Exercise:
Print each entry precisely; exclude the pictures.

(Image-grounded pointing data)
____

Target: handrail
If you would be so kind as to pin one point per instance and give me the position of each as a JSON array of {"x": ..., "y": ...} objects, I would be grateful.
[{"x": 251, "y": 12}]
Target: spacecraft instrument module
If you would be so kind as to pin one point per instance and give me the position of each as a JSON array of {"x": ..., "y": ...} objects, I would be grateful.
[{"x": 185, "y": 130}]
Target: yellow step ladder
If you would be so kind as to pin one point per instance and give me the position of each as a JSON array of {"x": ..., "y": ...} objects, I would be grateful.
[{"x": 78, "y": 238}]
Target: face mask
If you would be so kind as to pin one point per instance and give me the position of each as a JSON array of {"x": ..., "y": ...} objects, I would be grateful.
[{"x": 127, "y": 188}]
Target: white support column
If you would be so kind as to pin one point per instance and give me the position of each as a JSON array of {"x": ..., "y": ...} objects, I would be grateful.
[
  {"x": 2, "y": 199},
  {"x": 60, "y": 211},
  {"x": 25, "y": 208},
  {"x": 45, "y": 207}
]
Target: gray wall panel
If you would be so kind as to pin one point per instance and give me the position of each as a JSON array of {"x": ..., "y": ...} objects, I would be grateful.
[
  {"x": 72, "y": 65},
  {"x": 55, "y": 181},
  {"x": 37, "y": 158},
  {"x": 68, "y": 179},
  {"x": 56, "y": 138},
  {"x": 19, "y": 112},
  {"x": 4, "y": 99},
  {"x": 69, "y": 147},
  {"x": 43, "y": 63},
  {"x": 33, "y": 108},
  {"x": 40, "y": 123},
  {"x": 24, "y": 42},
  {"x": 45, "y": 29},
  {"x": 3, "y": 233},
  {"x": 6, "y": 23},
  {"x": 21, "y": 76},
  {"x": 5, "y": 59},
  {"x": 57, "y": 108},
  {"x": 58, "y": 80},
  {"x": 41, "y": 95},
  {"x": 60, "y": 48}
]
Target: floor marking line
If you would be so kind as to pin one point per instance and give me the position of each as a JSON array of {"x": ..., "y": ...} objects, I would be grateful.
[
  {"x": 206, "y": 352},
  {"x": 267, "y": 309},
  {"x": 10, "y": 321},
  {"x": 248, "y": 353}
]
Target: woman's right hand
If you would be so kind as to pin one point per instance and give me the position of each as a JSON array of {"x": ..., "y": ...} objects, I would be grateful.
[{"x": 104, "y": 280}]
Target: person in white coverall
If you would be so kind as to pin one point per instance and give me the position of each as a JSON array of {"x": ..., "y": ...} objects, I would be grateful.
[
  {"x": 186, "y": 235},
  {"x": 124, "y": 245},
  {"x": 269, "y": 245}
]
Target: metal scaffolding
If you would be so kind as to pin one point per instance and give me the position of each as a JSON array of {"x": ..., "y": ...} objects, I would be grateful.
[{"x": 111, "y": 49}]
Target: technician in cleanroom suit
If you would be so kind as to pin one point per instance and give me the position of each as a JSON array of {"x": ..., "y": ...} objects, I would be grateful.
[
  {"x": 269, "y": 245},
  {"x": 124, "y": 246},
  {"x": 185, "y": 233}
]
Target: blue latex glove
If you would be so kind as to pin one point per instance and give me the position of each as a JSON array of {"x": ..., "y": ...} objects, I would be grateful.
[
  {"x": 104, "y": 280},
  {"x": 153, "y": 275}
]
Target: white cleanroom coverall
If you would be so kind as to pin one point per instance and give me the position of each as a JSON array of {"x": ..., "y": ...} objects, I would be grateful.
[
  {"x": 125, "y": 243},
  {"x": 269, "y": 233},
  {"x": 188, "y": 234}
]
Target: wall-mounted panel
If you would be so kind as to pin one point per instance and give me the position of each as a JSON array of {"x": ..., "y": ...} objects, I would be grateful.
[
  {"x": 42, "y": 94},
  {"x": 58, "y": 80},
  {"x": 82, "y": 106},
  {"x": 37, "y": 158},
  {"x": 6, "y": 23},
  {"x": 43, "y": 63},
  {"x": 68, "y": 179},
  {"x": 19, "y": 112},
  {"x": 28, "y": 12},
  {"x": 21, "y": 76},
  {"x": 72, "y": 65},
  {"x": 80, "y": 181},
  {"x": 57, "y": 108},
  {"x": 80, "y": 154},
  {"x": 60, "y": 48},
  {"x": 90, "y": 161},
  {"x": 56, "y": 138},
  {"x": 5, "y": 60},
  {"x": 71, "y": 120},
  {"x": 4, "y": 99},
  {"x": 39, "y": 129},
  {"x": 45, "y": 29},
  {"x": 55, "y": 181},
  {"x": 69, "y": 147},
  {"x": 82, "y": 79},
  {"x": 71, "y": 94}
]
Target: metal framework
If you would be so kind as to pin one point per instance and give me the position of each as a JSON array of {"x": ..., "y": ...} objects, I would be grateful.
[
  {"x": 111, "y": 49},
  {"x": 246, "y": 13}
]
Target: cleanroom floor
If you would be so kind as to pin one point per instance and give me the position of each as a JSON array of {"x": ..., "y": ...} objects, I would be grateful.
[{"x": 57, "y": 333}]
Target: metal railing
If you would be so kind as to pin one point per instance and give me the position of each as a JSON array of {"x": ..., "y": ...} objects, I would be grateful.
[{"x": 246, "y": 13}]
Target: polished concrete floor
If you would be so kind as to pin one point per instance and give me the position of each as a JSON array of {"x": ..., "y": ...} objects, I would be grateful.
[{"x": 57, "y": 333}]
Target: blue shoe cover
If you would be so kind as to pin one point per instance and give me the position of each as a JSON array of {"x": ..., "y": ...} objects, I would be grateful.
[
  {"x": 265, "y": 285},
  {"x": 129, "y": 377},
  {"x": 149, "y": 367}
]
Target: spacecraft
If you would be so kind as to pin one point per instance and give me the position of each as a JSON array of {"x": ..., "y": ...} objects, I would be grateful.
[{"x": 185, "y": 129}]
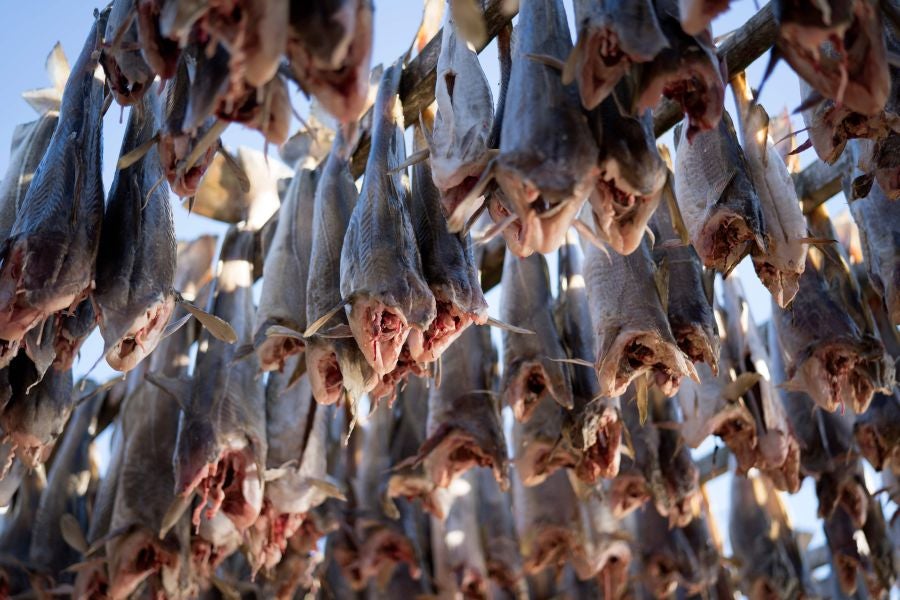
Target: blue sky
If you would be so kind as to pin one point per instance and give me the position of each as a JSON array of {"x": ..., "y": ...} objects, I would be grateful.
[{"x": 30, "y": 29}]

____

Answer space:
Target: handrail
If you would be so kind as to pin one point per instance and give me the position of each as a JSON array of {"x": ..., "y": ...} objects, I would be grateful.
[{"x": 251, "y": 12}]
Target: spacecraft instrument module
If you would be so kind as to pin one point per instance and give me the position of each as a JSON array of {"x": ..., "y": ...} objects, I would be grateful.
[{"x": 185, "y": 130}]
Target: yellow step ladder
If you would be so kind as to pin one point per instance and give me the position of each as a JSON array of {"x": ..., "y": ...} objects, I would be grateful.
[{"x": 78, "y": 238}]
Target: face mask
If you would be so kind as to pin one point per instance and give me the position of each as a JSON array of {"x": ..., "y": ...} objects, I would be grateful.
[{"x": 127, "y": 188}]
Target: white support column
If you would be so kind as to pin one point per instance and give me the position of each as a JSON array of {"x": ..., "y": ...} objects, I would be grateful.
[
  {"x": 2, "y": 199},
  {"x": 60, "y": 211},
  {"x": 25, "y": 208},
  {"x": 45, "y": 207}
]
Target: gray wall panel
If you would be so kind as to pin one point per instance and give me the position of each as a JSON array of {"x": ..., "y": ...} objects, I would be grateful.
[
  {"x": 72, "y": 65},
  {"x": 55, "y": 181},
  {"x": 37, "y": 158},
  {"x": 68, "y": 179},
  {"x": 56, "y": 138},
  {"x": 19, "y": 112},
  {"x": 4, "y": 99},
  {"x": 69, "y": 147},
  {"x": 43, "y": 63},
  {"x": 33, "y": 108},
  {"x": 40, "y": 123},
  {"x": 24, "y": 42},
  {"x": 45, "y": 29},
  {"x": 3, "y": 233},
  {"x": 6, "y": 23},
  {"x": 21, "y": 76},
  {"x": 5, "y": 59},
  {"x": 57, "y": 108},
  {"x": 58, "y": 80},
  {"x": 41, "y": 95},
  {"x": 60, "y": 48}
]
Target: floor marking line
If you would be so kind as to pin one point per instance and give me the position of each as a JSON array of {"x": ..., "y": ...} objects, I would be grateful.
[
  {"x": 206, "y": 352},
  {"x": 267, "y": 309},
  {"x": 10, "y": 321},
  {"x": 248, "y": 353}
]
Target: woman's right hand
If you would be so kind as to pin one point per instance and give me the position of each as a JSON array of {"x": ..., "y": ...} objects, I would be grateful.
[{"x": 104, "y": 280}]
Target: person in white coverall
If you would be so kind as to pin one point per instance and give me the position of each as a JSON array of {"x": ..., "y": ...} objects, I would be grateful.
[
  {"x": 186, "y": 235},
  {"x": 124, "y": 245},
  {"x": 269, "y": 245}
]
Target: metal scaffolding
If you would be so kind as to pin one point per instance and give me the position of each as a JSON array of {"x": ..., "y": ...} objects, I would be grateful.
[{"x": 111, "y": 49}]
Target: technician in cleanroom suit
If you would be so kind as to pin one point per instance and give me the position of each as a JSON array of {"x": ..., "y": ...} objects, I would be grateful.
[
  {"x": 269, "y": 245},
  {"x": 124, "y": 246},
  {"x": 185, "y": 233}
]
Target: blue latex glove
If you would be so kind as to pin one point per instance and give me the position of each as a JSON array of {"x": ..., "y": ...} objects, I would be grateful.
[
  {"x": 104, "y": 280},
  {"x": 153, "y": 275}
]
Target: white cleanroom coverall
If you would be so kind as to pin one point per instance and give me the position of each as a JSON array of {"x": ..., "y": ...} objects, I would be grateful.
[
  {"x": 125, "y": 243},
  {"x": 269, "y": 233},
  {"x": 188, "y": 234}
]
Target: wall-mounted panel
If you would be so kind as to pin one point per instance and give me the position of each as a JSON array of {"x": ..., "y": ...} objects, I would be grateful.
[
  {"x": 42, "y": 94},
  {"x": 58, "y": 80},
  {"x": 82, "y": 106},
  {"x": 37, "y": 158},
  {"x": 6, "y": 23},
  {"x": 43, "y": 63},
  {"x": 68, "y": 179},
  {"x": 19, "y": 112},
  {"x": 28, "y": 12},
  {"x": 21, "y": 76},
  {"x": 72, "y": 65},
  {"x": 80, "y": 181},
  {"x": 57, "y": 108},
  {"x": 80, "y": 154},
  {"x": 60, "y": 48},
  {"x": 90, "y": 161},
  {"x": 56, "y": 138},
  {"x": 5, "y": 60},
  {"x": 71, "y": 120},
  {"x": 4, "y": 99},
  {"x": 39, "y": 129},
  {"x": 45, "y": 29},
  {"x": 55, "y": 181},
  {"x": 69, "y": 147},
  {"x": 82, "y": 79},
  {"x": 71, "y": 94}
]
Target: metal framework
If you would be so kind as to pin one point per instance and give me the position of each as a JSON array of {"x": ..., "y": ...} objects, I would be grateful.
[
  {"x": 111, "y": 49},
  {"x": 246, "y": 13}
]
Target: cleanroom floor
If you would be so kind as to pin one point per instance and give me the position of each as a JSON array of {"x": ..., "y": ...} objects, I would be grateful.
[{"x": 57, "y": 333}]
Target: metal railing
If you would be so kind as to pin one point per instance and give me the position of each as a JSON array of {"x": ..., "y": ...} objects, I would be grateful.
[{"x": 246, "y": 13}]
Target: polished concrete floor
If you would be so kind as to pin one point per instance and give me the position of each as a JSON array of {"x": ..., "y": ...} objects, I would be grateful.
[{"x": 57, "y": 333}]
Target: blue shoe cover
If you would be so kind as to pin one point per instance and give me the position of each as a JSON array of {"x": ..., "y": ...} objects, I would be grateful.
[
  {"x": 265, "y": 285},
  {"x": 129, "y": 377},
  {"x": 149, "y": 367}
]
Target: spacecraft
If you would be so kind as to pin one point per instance and give me the position of each as a JSON array of {"x": ..., "y": ...} objects, I would be grateful.
[{"x": 185, "y": 129}]
Target: blue sky
If you would be so kind as to pin one point per instance and give me the position of each as a JSON array of {"x": ..., "y": ...} objects, I would be grateful.
[{"x": 30, "y": 29}]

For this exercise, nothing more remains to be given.